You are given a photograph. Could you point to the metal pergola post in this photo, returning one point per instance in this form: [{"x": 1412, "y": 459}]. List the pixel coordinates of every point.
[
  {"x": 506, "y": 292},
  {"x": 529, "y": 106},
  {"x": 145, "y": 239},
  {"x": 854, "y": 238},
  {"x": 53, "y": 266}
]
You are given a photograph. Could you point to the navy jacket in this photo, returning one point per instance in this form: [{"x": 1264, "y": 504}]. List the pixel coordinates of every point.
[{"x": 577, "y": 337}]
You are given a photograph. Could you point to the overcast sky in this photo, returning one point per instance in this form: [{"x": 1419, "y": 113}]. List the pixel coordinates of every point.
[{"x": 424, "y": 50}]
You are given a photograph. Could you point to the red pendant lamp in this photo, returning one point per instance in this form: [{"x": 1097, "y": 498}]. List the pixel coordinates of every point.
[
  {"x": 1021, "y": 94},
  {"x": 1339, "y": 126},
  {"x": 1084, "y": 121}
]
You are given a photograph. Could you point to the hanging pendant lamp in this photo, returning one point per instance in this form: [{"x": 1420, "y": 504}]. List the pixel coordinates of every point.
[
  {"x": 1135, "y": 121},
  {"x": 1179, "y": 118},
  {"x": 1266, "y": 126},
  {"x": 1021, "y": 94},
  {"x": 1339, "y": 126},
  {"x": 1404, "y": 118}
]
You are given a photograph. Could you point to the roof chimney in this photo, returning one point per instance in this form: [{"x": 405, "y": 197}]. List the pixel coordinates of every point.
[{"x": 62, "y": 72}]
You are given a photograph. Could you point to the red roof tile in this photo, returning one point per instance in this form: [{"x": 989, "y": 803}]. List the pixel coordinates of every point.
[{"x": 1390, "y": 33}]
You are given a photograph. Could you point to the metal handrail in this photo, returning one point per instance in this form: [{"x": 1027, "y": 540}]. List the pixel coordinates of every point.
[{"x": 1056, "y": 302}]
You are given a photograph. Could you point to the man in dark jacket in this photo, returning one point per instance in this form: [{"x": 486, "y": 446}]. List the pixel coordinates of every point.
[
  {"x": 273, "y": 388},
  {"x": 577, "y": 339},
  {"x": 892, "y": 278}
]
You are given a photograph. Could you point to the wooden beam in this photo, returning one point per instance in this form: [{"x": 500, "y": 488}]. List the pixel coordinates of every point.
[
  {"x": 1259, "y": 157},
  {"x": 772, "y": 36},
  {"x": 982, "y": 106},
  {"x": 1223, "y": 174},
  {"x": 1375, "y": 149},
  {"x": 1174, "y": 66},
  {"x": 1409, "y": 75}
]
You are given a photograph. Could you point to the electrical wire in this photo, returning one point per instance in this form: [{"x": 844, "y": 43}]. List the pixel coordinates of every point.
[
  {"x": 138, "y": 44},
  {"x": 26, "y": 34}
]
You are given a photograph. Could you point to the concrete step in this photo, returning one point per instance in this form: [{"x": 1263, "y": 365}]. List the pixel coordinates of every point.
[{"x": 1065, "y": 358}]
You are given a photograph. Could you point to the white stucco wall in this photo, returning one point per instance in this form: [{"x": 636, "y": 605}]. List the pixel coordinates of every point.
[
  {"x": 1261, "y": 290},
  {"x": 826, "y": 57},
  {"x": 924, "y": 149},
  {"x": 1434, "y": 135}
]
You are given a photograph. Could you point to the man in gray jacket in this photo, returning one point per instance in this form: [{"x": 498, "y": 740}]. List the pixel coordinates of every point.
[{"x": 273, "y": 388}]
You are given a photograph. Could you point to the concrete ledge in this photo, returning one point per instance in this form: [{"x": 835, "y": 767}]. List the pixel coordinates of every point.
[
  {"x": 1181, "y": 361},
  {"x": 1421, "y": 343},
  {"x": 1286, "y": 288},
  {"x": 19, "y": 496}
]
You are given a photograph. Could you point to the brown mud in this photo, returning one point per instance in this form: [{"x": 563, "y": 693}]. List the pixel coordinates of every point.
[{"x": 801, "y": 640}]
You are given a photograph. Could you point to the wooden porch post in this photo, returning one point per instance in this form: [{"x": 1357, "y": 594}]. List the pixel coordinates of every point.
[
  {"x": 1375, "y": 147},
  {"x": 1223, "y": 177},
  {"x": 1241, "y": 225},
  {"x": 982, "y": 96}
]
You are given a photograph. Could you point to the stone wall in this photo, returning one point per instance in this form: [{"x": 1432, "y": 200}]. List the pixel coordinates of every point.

------------------------------------

PROBLEM DETAILS
What you give back should be the lines from the one with "You are given a photograph. Could you point to the brown" to the end of the data, copied exactly, both ends included.

SOLUTION
You are given a photograph. Could you point to the brown mud in this photo, returning one point per instance in this form: [{"x": 563, "y": 693}]. List the pixel coordinates of every point.
[{"x": 801, "y": 640}]
You are given a photograph. Could you point to the wooden porch post in this photo, returning one point per instance in this form: [{"x": 1357, "y": 594}]. List the pixel coordinates of every point.
[
  {"x": 1375, "y": 147},
  {"x": 1223, "y": 177},
  {"x": 1241, "y": 225},
  {"x": 982, "y": 96}
]
You are given a photograph. Could you point to the stone wall in this photo, returning one point per instance in this form: [{"x": 1432, "y": 200}]. List the pixel coordinates of every point.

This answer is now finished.